EXCERPTED DATA
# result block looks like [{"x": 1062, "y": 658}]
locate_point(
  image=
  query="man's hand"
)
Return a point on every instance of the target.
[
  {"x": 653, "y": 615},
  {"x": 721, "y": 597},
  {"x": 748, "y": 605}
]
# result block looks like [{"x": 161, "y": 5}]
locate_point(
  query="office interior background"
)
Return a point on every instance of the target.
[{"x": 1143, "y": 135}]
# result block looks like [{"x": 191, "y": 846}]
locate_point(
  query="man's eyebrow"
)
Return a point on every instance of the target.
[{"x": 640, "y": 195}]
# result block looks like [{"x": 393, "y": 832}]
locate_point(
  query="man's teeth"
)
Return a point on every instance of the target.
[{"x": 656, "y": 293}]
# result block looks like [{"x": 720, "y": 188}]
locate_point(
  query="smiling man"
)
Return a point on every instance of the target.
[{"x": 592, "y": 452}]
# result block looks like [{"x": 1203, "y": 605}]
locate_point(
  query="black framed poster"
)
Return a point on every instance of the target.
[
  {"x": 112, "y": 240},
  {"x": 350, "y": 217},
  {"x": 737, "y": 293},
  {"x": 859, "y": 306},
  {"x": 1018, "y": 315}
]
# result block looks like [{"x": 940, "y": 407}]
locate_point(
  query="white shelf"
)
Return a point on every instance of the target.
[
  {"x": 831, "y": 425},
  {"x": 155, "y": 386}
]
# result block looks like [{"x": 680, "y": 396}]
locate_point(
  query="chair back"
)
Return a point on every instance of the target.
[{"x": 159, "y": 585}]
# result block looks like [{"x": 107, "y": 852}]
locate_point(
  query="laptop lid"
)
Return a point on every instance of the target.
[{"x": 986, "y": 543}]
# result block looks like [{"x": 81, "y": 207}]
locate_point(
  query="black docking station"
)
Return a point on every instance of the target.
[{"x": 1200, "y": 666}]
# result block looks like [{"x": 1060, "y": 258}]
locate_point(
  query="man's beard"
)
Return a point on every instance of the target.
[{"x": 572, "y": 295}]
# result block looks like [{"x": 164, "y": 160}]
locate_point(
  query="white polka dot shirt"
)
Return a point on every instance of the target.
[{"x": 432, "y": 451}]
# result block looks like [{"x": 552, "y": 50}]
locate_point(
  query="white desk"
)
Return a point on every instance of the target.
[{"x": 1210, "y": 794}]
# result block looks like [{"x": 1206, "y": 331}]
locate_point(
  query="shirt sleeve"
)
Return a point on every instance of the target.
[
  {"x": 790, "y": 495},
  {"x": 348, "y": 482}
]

PROBLEM STATEMENT
Please set down the whole listing above without altering a single line.

TASK SOLUTION
# result block looks like [{"x": 1062, "y": 658}]
locate_point(
  image=
  query="man's hand"
)
Return a point on every instance of the target.
[
  {"x": 653, "y": 615},
  {"x": 721, "y": 597},
  {"x": 748, "y": 605}
]
# result block looks like [{"x": 161, "y": 5}]
locate_point(
  query="office interior background"
)
Return a point on every instance of the target.
[{"x": 1143, "y": 135}]
# result block looks like [{"x": 191, "y": 846}]
locate_point(
  query="man's eyebrow"
)
Return a point on every instance of the target.
[{"x": 640, "y": 195}]
# result block looks like [{"x": 393, "y": 832}]
locate_point(
  query="man's teeth"
)
Return a point on every instance of the target.
[{"x": 656, "y": 293}]
# result block looks like [{"x": 720, "y": 188}]
locate_point(
  query="smiling man"
)
Return a point on every instance of the target.
[{"x": 592, "y": 452}]
# result block looks like [{"x": 1203, "y": 605}]
locate_point(
  query="black framed poster"
)
Return a point on every instance of the target.
[
  {"x": 112, "y": 240},
  {"x": 350, "y": 217},
  {"x": 737, "y": 293},
  {"x": 859, "y": 306},
  {"x": 1018, "y": 315}
]
# result block looks like [{"x": 940, "y": 407}]
locate_point(
  query="white shelf"
)
Return a point on every instance of the target.
[
  {"x": 831, "y": 425},
  {"x": 155, "y": 386}
]
# result block looks like [{"x": 680, "y": 396}]
locate_point(
  query="chair back"
)
Return a point on every instance of the target.
[{"x": 159, "y": 585}]
# result block looks like [{"x": 107, "y": 852}]
locate_point(
  query="laptop lid"
)
Return a point on every instance of the target.
[{"x": 986, "y": 543}]
# result block looks like [{"x": 81, "y": 207}]
locate_point(
  query="black docking station"
)
Return a point on every instance of the target.
[{"x": 1200, "y": 666}]
# result block looks like [{"x": 1060, "y": 258}]
locate_point(
  query="man's beard"
)
Return a point on every instance of the target.
[{"x": 572, "y": 295}]
# result block looks like [{"x": 164, "y": 160}]
locate_point(
  query="white polka dot shirt"
)
Return a point on every instance of the target.
[{"x": 432, "y": 451}]
# result block looks like [{"x": 552, "y": 50}]
locate_point(
  query="white desk"
)
Return a point on every instance of the target.
[{"x": 1210, "y": 794}]
# result block looks like [{"x": 1206, "y": 331}]
locate_point(
  query="shirt sleeve"
)
Return a point on every instance of the target.
[
  {"x": 790, "y": 495},
  {"x": 348, "y": 482}
]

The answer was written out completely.